→ **Input material**:
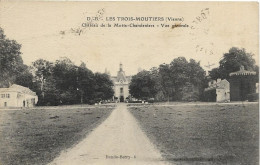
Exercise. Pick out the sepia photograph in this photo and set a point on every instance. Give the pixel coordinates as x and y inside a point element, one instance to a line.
<point>129,83</point>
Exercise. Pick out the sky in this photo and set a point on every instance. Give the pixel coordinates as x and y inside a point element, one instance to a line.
<point>44,31</point>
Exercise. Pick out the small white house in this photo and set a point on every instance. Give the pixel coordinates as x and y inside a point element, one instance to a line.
<point>17,96</point>
<point>218,91</point>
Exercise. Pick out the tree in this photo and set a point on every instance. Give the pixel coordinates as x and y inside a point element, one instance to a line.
<point>86,83</point>
<point>11,63</point>
<point>166,80</point>
<point>232,61</point>
<point>142,86</point>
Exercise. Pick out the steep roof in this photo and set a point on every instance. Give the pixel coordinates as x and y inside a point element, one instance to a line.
<point>242,71</point>
<point>218,85</point>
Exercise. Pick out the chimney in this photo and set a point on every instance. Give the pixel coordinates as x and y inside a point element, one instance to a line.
<point>242,68</point>
<point>121,66</point>
<point>209,83</point>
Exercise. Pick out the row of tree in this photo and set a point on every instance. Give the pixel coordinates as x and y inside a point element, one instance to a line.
<point>181,80</point>
<point>185,81</point>
<point>56,83</point>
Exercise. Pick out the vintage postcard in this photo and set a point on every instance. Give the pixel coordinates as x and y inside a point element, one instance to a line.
<point>129,83</point>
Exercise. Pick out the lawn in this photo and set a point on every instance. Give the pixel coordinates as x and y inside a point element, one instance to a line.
<point>37,136</point>
<point>203,134</point>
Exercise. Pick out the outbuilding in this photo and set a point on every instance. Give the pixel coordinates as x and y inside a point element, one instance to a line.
<point>218,91</point>
<point>17,96</point>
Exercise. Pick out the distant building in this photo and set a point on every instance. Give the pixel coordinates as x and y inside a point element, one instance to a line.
<point>17,96</point>
<point>121,85</point>
<point>218,91</point>
<point>242,83</point>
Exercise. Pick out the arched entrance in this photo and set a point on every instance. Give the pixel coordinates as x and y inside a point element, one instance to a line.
<point>121,98</point>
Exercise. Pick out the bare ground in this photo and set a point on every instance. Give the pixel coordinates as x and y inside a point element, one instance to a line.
<point>117,141</point>
<point>204,133</point>
<point>37,136</point>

→ **Task objective**:
The full material above must be output verbatim, minus any pictures.

→ **The completed task**:
Exercise. Pick out the sepia photograph in this photo and set a point on every instance. Give the pixel coordinates as x and y inside a point element, one instance to a line.
<point>129,83</point>
Exercise. Pick out the sky in this photo and set a point on every instance. Give the pixel coordinates as x and y inside a point element, one instance to a line.
<point>44,31</point>
Exercise. Pick out the small white house in this photo and set a point on every instance. Give the pixel coordinates as x and y inside a point element, one instance to a line.
<point>17,96</point>
<point>218,91</point>
Exercise. Pick out the tree in this photo and set a point on every instance. Give the pixel coordinates as x and y inside a point element, one instance to a line.
<point>86,83</point>
<point>11,63</point>
<point>166,80</point>
<point>232,61</point>
<point>142,86</point>
Exercise. Pick out the steep roof in this photo and set a point on every instance. Give the pixel coordinates as x and y inside a point element, one instance to a line.
<point>242,71</point>
<point>218,85</point>
Exercise. Pick out the chimney in this photo and set a point on every instance. Give the pixel coordinates as x and y inside a point element, one instance to a line.
<point>242,68</point>
<point>121,66</point>
<point>209,83</point>
Exercise. Pick out the row of tree in this photo and set a point on every instance. Give the pixel coordinates as x and y inside a point element, one instance to a line.
<point>181,80</point>
<point>185,81</point>
<point>56,83</point>
Exercise. Pick out the vintage postcard in this photo and set a point on every instance. Give the pixel coordinates as x and y inside a point element, one instance to a line.
<point>129,83</point>
Exercise. Pick out the lawn in this photo and set a point on every instance. Give the pixel coordinates as x and y inside a point element, one instance to a line.
<point>37,136</point>
<point>203,134</point>
Exercise. Pick out the outbuilding in this photo and set a point on every instance. Give the pixel coordinates as x and y inside a point element, one instance to a line.
<point>218,91</point>
<point>17,96</point>
Exercise. Pick out the distant building in this photo and set a point on every instance. Give the pixel coordinates as x and y inside a point element, one instance to a line.
<point>17,96</point>
<point>121,85</point>
<point>218,91</point>
<point>242,83</point>
Exercise. Pick out the arched entrance in this photo and set a point on every instance. Give the pixel coordinates as x and y inside a point element, one instance to a line.
<point>121,98</point>
Exercise. Pick out the bare ground in this photo and set a point on every instance. Give the pixel coordinates as x and y inside a point element, one instance to a line.
<point>117,141</point>
<point>204,133</point>
<point>37,136</point>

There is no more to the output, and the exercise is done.